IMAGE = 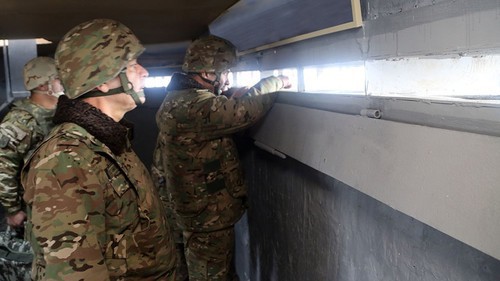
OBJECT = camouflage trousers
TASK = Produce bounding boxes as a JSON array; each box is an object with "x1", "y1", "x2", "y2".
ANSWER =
[
  {"x1": 183, "y1": 227, "x2": 238, "y2": 281},
  {"x1": 0, "y1": 226, "x2": 33, "y2": 281}
]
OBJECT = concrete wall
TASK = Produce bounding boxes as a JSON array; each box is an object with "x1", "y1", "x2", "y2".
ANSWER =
[
  {"x1": 229, "y1": 0, "x2": 500, "y2": 281},
  {"x1": 237, "y1": 149, "x2": 500, "y2": 281}
]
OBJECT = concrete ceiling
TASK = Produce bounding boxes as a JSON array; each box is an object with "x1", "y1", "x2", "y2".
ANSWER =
[{"x1": 0, "y1": 0, "x2": 238, "y2": 68}]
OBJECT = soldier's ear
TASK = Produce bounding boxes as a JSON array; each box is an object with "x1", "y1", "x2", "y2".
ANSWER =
[
  {"x1": 96, "y1": 83, "x2": 109, "y2": 93},
  {"x1": 35, "y1": 84, "x2": 49, "y2": 91}
]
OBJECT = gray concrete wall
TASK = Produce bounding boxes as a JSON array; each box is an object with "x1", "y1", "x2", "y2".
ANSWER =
[
  {"x1": 237, "y1": 146, "x2": 500, "y2": 281},
  {"x1": 230, "y1": 0, "x2": 500, "y2": 281}
]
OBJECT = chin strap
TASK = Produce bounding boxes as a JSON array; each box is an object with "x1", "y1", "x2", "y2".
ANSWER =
[{"x1": 198, "y1": 72, "x2": 222, "y2": 95}]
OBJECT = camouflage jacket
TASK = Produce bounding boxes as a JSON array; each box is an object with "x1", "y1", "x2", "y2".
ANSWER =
[
  {"x1": 0, "y1": 99, "x2": 54, "y2": 214},
  {"x1": 21, "y1": 96, "x2": 176, "y2": 280},
  {"x1": 156, "y1": 74, "x2": 283, "y2": 231}
]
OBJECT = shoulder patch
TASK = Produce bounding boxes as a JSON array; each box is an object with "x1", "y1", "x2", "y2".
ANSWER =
[{"x1": 0, "y1": 135, "x2": 10, "y2": 148}]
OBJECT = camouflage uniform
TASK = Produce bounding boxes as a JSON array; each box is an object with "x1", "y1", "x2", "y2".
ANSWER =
[
  {"x1": 22, "y1": 96, "x2": 175, "y2": 280},
  {"x1": 156, "y1": 66, "x2": 283, "y2": 281},
  {"x1": 0, "y1": 99, "x2": 54, "y2": 214},
  {"x1": 151, "y1": 142, "x2": 189, "y2": 281},
  {"x1": 0, "y1": 225, "x2": 33, "y2": 281},
  {"x1": 0, "y1": 57, "x2": 57, "y2": 281},
  {"x1": 21, "y1": 19, "x2": 176, "y2": 281}
]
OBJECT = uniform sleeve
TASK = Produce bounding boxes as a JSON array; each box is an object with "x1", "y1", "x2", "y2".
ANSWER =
[
  {"x1": 193, "y1": 76, "x2": 283, "y2": 139},
  {"x1": 0, "y1": 111, "x2": 36, "y2": 214},
  {"x1": 23, "y1": 145, "x2": 110, "y2": 280},
  {"x1": 151, "y1": 136, "x2": 165, "y2": 192}
]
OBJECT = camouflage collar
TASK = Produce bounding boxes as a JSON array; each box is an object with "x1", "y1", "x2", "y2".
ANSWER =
[{"x1": 54, "y1": 96, "x2": 133, "y2": 155}]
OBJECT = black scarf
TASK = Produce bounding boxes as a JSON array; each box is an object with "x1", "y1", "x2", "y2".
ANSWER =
[{"x1": 54, "y1": 96, "x2": 133, "y2": 155}]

____

■ **WHAT IS REQUIRED**
Put the stretch from the line containing "OBJECT = camouflage collar" through the end of the records into a Markdown table with the columns Row and Line, numbering each row and omitting any blank lines.

■ **TASK ANSWER**
| Row | Line |
|---|---|
| 1 | OBJECT = camouflage collar |
| 2 | TASK = Produce bounding boxes as a JSON array; each box is an object with "x1", "y1", "x2", "y2". |
| 3 | ANSWER = |
| 4 | [{"x1": 54, "y1": 96, "x2": 133, "y2": 155}] |
| 5 | OBJECT = black scarf |
| 6 | TASK = Produce bounding boxes as a JSON array; each box is an object with "x1", "y1", "x2", "y2". |
| 7 | ANSWER = |
| 8 | [{"x1": 54, "y1": 96, "x2": 133, "y2": 155}] |